**TEXT EXTRACT**
[start]

US tenor, Michele Angelini, has established himself as one of the most exciting young singers of the baroque, Mozartian and bel canto repertoire to have emerged in recent years. Following studies in voice and bassoon in Ohio, he won a number of international competitions including the Savonlinna International Competition and the Gerda Lissner Foundation competition. He has appeared widely throughout North America and his European engagements have taken him to Berlin, Bilbao, Stockholm and London where he has appeared at the Royal Opera as Almaviva, Don Ottavio and Orphée. Current and future engagements include Orphée at Versailles with Gardiner, Almaviva in Bilbao, Pittsburgh and Seville, and Giannetto in La gazza ladra at Glimmerglass. I caught up with Mr Angelini as he prepared for his debut in the role of Orphée at the Royal Opera.

Mr Angelini, welcome back to London, England. Tell us about how you came to opera.

[end]

**RECORD LIST**
[start]

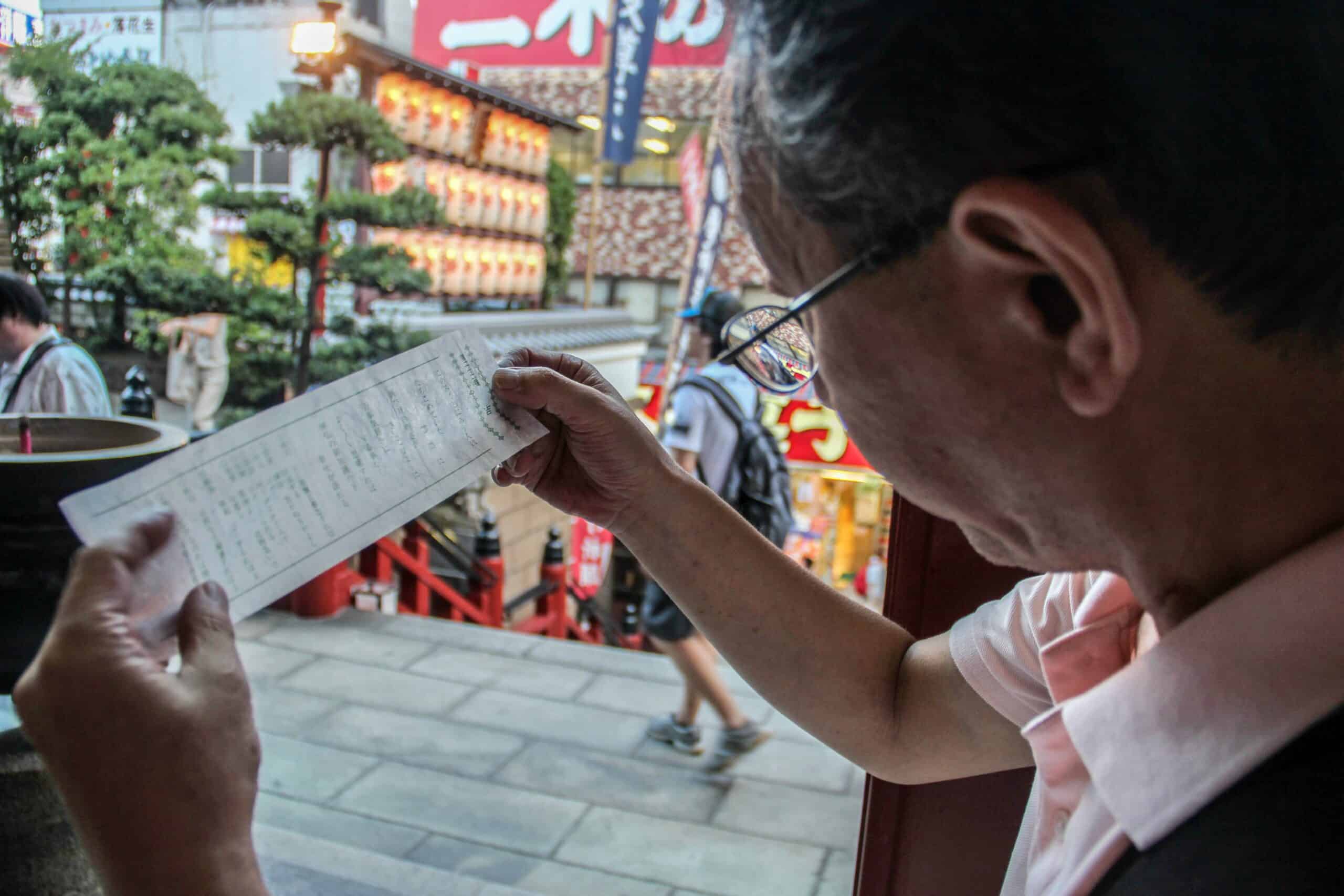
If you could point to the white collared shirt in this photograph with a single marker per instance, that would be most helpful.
(66, 381)
(1131, 743)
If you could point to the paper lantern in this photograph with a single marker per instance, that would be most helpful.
(387, 178)
(454, 265)
(471, 198)
(461, 120)
(417, 100)
(393, 99)
(436, 124)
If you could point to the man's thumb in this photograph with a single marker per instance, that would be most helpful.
(205, 632)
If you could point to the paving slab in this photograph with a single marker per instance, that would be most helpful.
(613, 781)
(691, 856)
(554, 879)
(475, 860)
(464, 808)
(374, 687)
(791, 813)
(308, 772)
(334, 638)
(264, 662)
(505, 673)
(461, 635)
(651, 698)
(553, 721)
(287, 712)
(416, 741)
(359, 866)
(338, 827)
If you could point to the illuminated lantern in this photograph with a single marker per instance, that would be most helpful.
(471, 198)
(471, 268)
(393, 102)
(455, 195)
(461, 127)
(488, 265)
(491, 202)
(435, 262)
(435, 123)
(417, 100)
(454, 265)
(387, 178)
(505, 220)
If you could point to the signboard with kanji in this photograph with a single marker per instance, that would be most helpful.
(109, 37)
(561, 33)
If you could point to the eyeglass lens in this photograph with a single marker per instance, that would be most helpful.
(783, 361)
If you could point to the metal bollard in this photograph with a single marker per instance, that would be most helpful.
(138, 399)
(490, 582)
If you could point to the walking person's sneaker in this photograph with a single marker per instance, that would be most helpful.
(734, 745)
(685, 738)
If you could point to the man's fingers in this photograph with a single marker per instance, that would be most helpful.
(205, 632)
(542, 388)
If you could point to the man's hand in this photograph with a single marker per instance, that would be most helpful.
(598, 461)
(159, 770)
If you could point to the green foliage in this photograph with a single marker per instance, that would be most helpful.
(327, 121)
(560, 231)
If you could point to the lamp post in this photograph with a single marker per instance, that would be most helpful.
(320, 53)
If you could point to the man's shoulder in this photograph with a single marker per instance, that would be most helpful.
(1277, 830)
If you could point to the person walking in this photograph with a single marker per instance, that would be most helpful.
(704, 440)
(42, 373)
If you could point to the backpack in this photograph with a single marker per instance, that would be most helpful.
(759, 486)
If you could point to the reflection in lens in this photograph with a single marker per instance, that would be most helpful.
(783, 361)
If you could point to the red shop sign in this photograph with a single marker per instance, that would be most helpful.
(807, 431)
(560, 33)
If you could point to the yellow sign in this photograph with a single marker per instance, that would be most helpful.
(246, 257)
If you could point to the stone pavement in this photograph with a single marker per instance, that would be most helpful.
(407, 757)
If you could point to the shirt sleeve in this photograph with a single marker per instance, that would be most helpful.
(998, 647)
(686, 429)
(71, 383)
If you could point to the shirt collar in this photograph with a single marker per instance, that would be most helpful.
(1217, 696)
(17, 364)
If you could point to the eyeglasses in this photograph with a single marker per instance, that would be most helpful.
(769, 344)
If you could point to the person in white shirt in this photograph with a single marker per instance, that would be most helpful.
(41, 373)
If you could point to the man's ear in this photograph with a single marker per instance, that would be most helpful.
(1059, 284)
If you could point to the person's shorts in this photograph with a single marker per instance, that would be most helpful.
(662, 617)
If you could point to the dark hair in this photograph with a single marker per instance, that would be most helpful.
(1215, 125)
(20, 299)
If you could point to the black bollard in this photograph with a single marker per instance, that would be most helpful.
(138, 399)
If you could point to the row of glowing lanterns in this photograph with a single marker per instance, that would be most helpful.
(443, 121)
(471, 267)
(469, 196)
(655, 145)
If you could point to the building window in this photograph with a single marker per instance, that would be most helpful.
(257, 168)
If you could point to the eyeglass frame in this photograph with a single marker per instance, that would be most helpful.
(866, 262)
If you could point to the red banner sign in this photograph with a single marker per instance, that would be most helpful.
(807, 431)
(560, 33)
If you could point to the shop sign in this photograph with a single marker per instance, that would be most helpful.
(18, 27)
(561, 33)
(805, 430)
(632, 45)
(592, 549)
(112, 37)
(691, 164)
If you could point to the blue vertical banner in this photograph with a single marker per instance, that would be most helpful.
(632, 47)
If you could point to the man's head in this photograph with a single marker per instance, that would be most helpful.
(710, 315)
(1113, 226)
(22, 315)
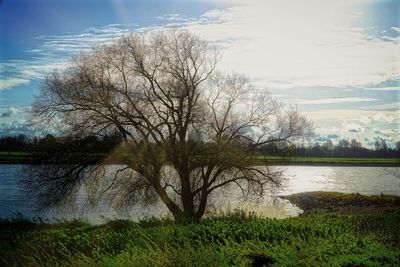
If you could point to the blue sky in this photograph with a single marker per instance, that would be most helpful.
(338, 61)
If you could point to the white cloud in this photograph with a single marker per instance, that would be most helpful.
(301, 43)
(12, 82)
(388, 88)
(337, 100)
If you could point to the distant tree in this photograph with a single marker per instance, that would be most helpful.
(186, 130)
(398, 146)
(355, 144)
(380, 144)
(344, 144)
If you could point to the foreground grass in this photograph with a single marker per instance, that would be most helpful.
(314, 240)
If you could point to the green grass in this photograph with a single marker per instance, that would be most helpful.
(236, 240)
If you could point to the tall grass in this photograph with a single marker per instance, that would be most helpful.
(235, 240)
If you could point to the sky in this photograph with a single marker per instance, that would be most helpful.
(337, 61)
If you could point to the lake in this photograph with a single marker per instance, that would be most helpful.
(363, 180)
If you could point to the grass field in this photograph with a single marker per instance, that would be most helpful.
(319, 239)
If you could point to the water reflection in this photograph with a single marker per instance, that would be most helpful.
(364, 180)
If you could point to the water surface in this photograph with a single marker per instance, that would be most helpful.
(363, 180)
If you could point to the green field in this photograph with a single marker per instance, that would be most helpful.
(323, 239)
(22, 157)
(333, 161)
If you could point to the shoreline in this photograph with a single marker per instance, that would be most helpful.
(392, 162)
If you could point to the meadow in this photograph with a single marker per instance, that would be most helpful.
(321, 238)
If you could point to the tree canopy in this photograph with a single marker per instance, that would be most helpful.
(187, 129)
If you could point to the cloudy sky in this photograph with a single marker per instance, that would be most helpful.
(338, 61)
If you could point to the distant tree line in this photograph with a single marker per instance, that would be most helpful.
(343, 148)
(104, 144)
(52, 144)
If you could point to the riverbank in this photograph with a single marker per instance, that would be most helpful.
(7, 157)
(321, 237)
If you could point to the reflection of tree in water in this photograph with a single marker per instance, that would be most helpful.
(186, 130)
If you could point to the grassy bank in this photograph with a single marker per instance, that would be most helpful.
(319, 239)
(331, 161)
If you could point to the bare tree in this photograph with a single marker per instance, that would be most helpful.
(187, 129)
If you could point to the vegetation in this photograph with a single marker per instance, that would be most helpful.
(184, 131)
(235, 240)
(312, 202)
(367, 238)
(330, 161)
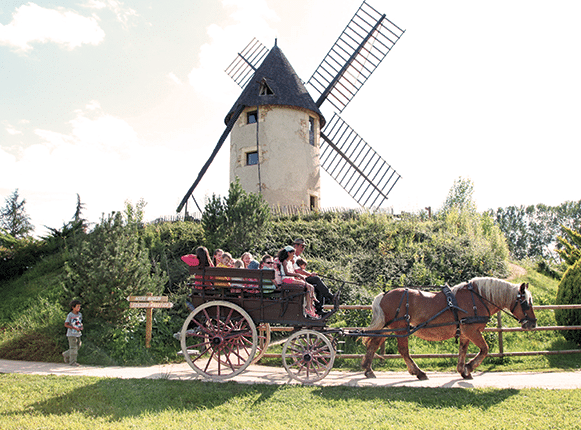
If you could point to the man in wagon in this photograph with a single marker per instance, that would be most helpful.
(321, 290)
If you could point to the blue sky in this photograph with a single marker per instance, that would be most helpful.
(123, 100)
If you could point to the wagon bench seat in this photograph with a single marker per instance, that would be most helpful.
(253, 290)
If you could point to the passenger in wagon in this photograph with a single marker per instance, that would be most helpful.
(246, 258)
(225, 261)
(323, 293)
(237, 284)
(217, 256)
(199, 260)
(289, 276)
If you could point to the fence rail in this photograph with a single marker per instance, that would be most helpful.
(500, 329)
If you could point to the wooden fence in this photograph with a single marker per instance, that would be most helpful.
(500, 329)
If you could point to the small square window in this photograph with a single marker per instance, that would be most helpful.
(252, 158)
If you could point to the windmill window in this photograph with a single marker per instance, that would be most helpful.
(264, 89)
(312, 130)
(252, 158)
(252, 117)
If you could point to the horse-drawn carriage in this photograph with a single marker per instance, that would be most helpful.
(232, 309)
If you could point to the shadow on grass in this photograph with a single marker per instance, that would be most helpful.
(32, 346)
(117, 399)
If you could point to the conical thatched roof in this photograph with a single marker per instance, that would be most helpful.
(276, 83)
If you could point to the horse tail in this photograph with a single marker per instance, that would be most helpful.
(377, 318)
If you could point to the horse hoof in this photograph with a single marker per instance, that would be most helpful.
(369, 374)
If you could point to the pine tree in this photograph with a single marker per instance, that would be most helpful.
(571, 249)
(109, 265)
(13, 217)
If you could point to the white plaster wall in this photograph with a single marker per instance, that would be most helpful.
(289, 164)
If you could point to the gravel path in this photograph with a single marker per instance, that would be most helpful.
(277, 375)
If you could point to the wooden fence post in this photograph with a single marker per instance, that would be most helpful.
(148, 324)
(148, 302)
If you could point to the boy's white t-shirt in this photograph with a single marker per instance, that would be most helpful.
(76, 320)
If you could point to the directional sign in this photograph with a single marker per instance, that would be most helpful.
(147, 299)
(150, 305)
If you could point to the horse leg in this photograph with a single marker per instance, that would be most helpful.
(462, 351)
(373, 344)
(403, 349)
(475, 336)
(479, 341)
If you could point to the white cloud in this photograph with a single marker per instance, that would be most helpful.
(103, 159)
(215, 56)
(122, 13)
(32, 23)
(174, 78)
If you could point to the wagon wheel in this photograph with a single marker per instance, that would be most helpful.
(308, 356)
(219, 340)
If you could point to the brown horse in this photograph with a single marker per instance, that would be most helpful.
(463, 313)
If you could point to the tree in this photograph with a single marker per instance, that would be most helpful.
(237, 222)
(13, 217)
(569, 293)
(460, 197)
(571, 249)
(110, 264)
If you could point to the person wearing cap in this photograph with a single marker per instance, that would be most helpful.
(321, 290)
(289, 276)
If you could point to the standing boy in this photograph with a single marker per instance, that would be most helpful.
(74, 325)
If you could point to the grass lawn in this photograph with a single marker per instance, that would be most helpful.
(58, 402)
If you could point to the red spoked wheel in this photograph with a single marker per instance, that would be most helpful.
(308, 356)
(219, 340)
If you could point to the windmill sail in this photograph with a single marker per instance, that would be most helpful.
(360, 170)
(225, 134)
(356, 54)
(244, 65)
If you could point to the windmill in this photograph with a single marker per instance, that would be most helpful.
(280, 137)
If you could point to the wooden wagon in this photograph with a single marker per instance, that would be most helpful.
(229, 326)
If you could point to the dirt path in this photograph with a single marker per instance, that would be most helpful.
(277, 375)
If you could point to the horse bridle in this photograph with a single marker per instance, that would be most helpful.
(525, 306)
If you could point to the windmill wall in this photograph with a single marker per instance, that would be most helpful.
(289, 163)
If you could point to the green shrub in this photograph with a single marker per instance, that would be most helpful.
(108, 266)
(569, 292)
(18, 255)
(167, 242)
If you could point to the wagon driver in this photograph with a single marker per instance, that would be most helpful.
(321, 290)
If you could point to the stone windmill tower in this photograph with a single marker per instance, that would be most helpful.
(274, 144)
(279, 137)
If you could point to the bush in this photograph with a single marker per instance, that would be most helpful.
(167, 242)
(569, 292)
(18, 255)
(108, 266)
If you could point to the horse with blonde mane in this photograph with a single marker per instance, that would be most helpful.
(461, 311)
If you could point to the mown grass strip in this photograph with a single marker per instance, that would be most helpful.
(31, 401)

[end]

**WORK TO COMPLETE**
1. List every operatic role named in the Michele Angelini interview text.
2. From the Michele Angelini interview text, reproduce the passage from "US tenor, Michele" up to and including "the Royal Opera.".

**ANSWERS IN ORDER**
1. Almaviva, Don Ottavio, Orphée, Giannetto

2.
US tenor, Michele Angelini, has established himself as one of the most exciting young singers of the baroque, Mozartian and bel canto repertoire to have emerged in recent years. Following studies in voice and bassoon in Ohio, he won a number of international competitions including the Savonlinna International Competition and the Gerda Lissner Foundation competition. He has appeared widely throughout North America and his European engagements have taken him to Berlin, Bilbao, Stockholm and London where he has appeared at the Royal Opera as Almaviva, Don Ottavio and Orphée. Current and future engagements include Orphée at Versailles with Gardiner, Almaviva in Bilbao, Pittsburgh and Seville, and Giannetto in La gazza ladra at Glimmerglass. I caught up with Mr Angelini as he prepared for his debut in the role of Orphée at the Royal Opera.